• ПРЕДЛОЖЕННЫЙ ОТРЫВОК:
· · · · ·

На одной из карт буквально: «территория недоступна по
причине захвата турками»
. Крупные цветы, напоминающие
калифорнийские бугенвилии, называются «янис». Если и олеандры,
то чрезмерны в пышности. На одном из столбов — выгоревший
постер, извещающий, что в июне лучший оркестр UK Marine
College исполнит вечные ценности — Глена Миллера и т. д. Ни лета,
ни рахат-лукума... Где вечные ценности? Драма острова,
очутившегося в средоскрестии Африки, Азии и Европы заключалась
не в том, что это неизвестно где и так далее ненужно. А в
том, что однажды крыло промышленной революции осенило и эту
землю (возможно — медь). Они рубили леса. Какая-то, наверное,
из первых такого рода революций. Когда рубят не только кедры.
Процесс оказался необратимым. Кедры остались лишь в горах
Троодос. Внизу эрозия, пыль, радостно сливающаяся с песчаными
сирийскими бурями. В горах подчас выпадает снег и растет
виноградная лоза. Знакомая гречанка,— у нее небольшой магазин
(«Periptero» — так это здесь называется, где все сразу:
трусы, газеты, неведомое французское вино, равно как и местное,
видео-кассеты гривуазного содержания, майонез, кондомы и т.
д.) спустя несколько дней после знакомства, отпуская
очередной пакет красного, спросила, не знаю ли я некоего
русского
, который начал скупать недвижимость в их
районе — а это, замечу, чуть дальше tourist area. В силу
неосведомленности и отчасти глупости, я спросил, какой именно дом
он купил. Она ответила, что купил он 10 домов кряду по
набережной, что-то на миллионов 5 в привычном исчислении.

· · · · ·

• ЗАПИСАННЫЕ ДАННЫЕ:
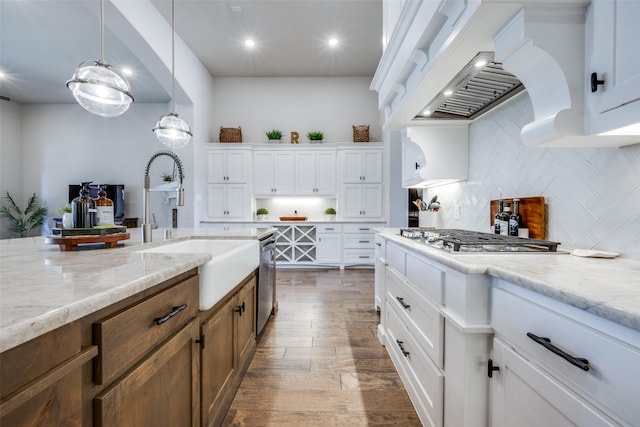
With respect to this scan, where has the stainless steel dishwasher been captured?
[256,233,276,335]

· · · · ·

Почему, согласно предложенному отрывку, кедры на острове остались лишь в горах Троодос?

• ОТВЕТ НА ЗАДАНИЕ:
Когда промышленная революция коснулась и этой земли, здесь стали рубить леса, и не только кедры. Этот процесс оказался необратимым, поэтому кедры сохранились лишь в горах Троодос, а внизу остались эрозия и пыль.